# [PAGE TEXT]
○ ○ ○ ○ ○ ○ ○

IPM Voice Newsletter                                                                                                           October 2015

IPM Voice Partners to Pursue Funding for a New Food Narrative 
Americans care, more than ever, about where their food comes from, who grows it and how it is grown. Yet few have an accurate understanding of the farming practices that feed us, and how health, sustainability, and fairness are promoted or denied within the current food system. To become well-informed, healthy eaters and active citizens capable of engaging on food policy, Americans need to know what constitutes good food and good farming practices, and how those practices can lead to good personal health and a healthier planet.
 
When IPM Voice was formed, we envisioned a growing organization, building capacity to educate both consumers and policymakers. To address cuts proposed to key programs, our initial focus was to educate policymakers on the benefits of IPM to constituents. Now, IPM Voice is partnering with Red Tomato and the Frameworks Institute to develop a communications and framing platform that will be used by multiple collaborators to tell a new, more complete story about agriculture and food systems to consumers, citizens and policymakers throughout the US.
 
Red Tomato, a non-profit based in eastern Massachusetts, has worked successfully to reestablish logistics for efficient delivery of fresh, flavorful and local produce from family farms to supermarkets throughout the Northeast. Michael Rozyne, Voice board member and co-founder of fair trade coffee company Equal Exchange, formed Red Tomato in 1996 to meet the need for more sustainable, ethical food distribution in the region.  Hear Michael's TEDx on what truly good food means here.
 
Frameworks Institute, winner of the 2015 MacArthur Award for Creative and Effective Institutions, was founded in 1999 to advance the communications capacity of non-profits. Susan Bales, president, and Nat Kendall-Taylor, CEO,  now lead a team of social scientists and communications experts to research current perceptions, test alternatives and develop campaigns to instill more accurate concepts that support positive change. Frameworks' successes include progress on children's issues including increasing appreciation for the connection between environmental health and child mental health.
 
IPM Voice, Red Tomato and Frameworks have worked together to develop a proposal to fund an initial planning process which will then lead to a full proposal to fund research, development and communications of the final product. Frameworks will research current perceptions on farming practices and related issues, and develop more functional stories. These narratives will be empirically tested for ability to expand thinking and improve public understanding. The ultimate goal of the effort is to "translate" complex scientific discussions around healthy agricultural systems into digestible and resonant messages which can be disseminated by multiple partners to as broad an audience as possible.

○ ○ ○ ○ ○ ○ ○

# [EXTRACTED MATERIAL]
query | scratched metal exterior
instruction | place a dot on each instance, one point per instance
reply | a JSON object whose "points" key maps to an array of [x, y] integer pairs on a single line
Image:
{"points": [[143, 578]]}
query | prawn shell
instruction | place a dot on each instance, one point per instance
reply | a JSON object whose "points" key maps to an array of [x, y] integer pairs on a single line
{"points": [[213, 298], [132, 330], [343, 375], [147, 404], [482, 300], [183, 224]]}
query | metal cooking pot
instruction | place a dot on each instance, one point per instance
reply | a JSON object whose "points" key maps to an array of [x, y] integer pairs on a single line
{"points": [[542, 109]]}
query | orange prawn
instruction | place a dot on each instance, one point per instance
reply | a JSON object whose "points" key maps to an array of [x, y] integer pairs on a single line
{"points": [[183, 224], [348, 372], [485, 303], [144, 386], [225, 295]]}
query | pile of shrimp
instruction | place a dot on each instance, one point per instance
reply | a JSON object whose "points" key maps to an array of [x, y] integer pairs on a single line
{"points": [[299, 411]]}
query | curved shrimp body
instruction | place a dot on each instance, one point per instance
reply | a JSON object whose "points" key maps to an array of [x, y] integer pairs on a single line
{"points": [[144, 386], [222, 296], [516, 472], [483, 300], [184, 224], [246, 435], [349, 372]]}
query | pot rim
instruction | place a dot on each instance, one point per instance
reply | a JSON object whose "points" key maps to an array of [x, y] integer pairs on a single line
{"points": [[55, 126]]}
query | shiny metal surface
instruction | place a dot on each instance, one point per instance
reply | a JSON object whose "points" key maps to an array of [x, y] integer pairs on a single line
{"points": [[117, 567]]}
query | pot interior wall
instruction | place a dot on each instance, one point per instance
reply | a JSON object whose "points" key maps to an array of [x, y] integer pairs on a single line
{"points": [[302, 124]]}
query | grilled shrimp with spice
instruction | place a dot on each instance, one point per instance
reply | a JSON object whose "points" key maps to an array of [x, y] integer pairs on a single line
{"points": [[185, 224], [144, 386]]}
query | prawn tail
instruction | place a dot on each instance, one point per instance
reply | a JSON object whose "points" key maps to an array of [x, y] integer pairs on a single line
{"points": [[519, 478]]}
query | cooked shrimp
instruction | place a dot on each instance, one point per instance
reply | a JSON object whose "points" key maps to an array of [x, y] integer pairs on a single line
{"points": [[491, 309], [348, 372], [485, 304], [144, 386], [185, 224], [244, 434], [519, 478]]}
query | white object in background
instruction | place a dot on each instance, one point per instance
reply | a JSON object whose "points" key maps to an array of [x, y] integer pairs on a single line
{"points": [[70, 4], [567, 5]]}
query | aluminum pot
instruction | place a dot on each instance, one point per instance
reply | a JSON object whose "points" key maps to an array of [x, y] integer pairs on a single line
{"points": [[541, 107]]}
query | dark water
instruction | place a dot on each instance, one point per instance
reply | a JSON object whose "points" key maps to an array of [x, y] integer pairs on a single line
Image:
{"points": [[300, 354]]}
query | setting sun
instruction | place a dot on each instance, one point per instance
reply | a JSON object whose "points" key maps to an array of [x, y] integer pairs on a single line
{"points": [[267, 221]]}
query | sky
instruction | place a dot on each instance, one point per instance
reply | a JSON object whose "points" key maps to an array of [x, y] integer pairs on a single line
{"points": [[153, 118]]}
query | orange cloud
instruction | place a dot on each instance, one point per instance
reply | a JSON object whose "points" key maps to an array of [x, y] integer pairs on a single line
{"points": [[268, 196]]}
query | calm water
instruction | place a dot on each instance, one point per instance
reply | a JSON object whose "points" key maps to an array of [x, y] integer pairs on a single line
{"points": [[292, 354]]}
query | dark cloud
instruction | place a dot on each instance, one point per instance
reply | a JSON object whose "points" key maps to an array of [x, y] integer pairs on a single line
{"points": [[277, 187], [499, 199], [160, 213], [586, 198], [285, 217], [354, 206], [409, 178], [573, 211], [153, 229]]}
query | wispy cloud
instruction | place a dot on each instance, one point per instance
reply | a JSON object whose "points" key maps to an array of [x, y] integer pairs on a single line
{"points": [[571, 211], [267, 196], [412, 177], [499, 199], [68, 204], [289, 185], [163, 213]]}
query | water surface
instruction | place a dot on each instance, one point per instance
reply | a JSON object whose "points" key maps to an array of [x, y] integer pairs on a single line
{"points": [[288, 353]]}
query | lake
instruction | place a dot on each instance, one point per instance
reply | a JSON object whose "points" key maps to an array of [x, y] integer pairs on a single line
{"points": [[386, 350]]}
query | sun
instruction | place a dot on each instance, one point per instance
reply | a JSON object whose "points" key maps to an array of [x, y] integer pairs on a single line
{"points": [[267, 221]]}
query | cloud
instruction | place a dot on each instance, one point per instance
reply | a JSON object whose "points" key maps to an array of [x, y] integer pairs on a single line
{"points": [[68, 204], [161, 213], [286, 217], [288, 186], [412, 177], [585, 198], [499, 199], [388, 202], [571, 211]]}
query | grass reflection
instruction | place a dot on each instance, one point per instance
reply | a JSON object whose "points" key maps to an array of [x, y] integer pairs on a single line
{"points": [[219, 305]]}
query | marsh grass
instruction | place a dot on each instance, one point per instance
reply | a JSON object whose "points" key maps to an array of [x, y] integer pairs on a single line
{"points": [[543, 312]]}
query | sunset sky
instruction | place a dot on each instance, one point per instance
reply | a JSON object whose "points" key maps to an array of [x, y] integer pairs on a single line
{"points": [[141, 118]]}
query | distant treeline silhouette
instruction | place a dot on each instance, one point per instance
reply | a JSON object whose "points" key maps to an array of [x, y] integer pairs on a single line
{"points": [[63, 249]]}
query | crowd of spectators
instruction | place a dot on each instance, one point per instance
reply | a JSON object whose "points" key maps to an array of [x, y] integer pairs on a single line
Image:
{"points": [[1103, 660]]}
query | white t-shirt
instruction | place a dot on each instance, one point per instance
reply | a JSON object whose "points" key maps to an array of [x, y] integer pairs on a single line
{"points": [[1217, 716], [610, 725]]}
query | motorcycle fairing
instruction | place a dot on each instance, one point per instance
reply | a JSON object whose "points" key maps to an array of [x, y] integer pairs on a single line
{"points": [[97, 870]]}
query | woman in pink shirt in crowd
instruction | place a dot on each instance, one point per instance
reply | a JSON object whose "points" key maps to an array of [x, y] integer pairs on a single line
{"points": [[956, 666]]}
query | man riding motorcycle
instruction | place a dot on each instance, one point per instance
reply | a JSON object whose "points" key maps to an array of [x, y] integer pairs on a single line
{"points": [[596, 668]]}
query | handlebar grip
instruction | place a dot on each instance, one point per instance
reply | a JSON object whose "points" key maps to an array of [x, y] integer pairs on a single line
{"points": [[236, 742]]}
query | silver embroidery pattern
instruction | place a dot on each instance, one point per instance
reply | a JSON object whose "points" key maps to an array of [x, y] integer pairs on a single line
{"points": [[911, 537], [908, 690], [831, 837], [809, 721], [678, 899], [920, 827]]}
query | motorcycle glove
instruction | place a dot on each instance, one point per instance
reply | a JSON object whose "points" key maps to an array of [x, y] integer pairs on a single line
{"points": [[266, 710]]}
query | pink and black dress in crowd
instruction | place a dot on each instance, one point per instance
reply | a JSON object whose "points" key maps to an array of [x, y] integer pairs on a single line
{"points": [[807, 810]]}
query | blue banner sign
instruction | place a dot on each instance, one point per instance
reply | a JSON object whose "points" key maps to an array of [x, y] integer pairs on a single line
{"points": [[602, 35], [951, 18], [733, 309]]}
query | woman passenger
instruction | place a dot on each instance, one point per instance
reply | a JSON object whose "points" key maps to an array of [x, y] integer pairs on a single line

○ ○ ○ ○ ○ ○ ○

# [TASKS TO PERFORM]
• a. Does the newsletter support each statement? Answer yes or no for each, and quote the words from the newsletter that decide it: (i) Red Tomato was formed in 1996; (ii) Frameworks Institute was founded in 2015; (iii) Red Tomato is based in western Massachusetts.
• b. How many lines of the entries contain the word "grass"? Give only the number.
The newsletter and the entries come from separate, unrelated sources.

# [THE ANSWERS]
• a.
(i) Yes: "formed Red Tomato in 1996"
(ii) No: "was founded in 1999"
(iii) No: "a non-profit based in eastern Massachusetts"

• b. 2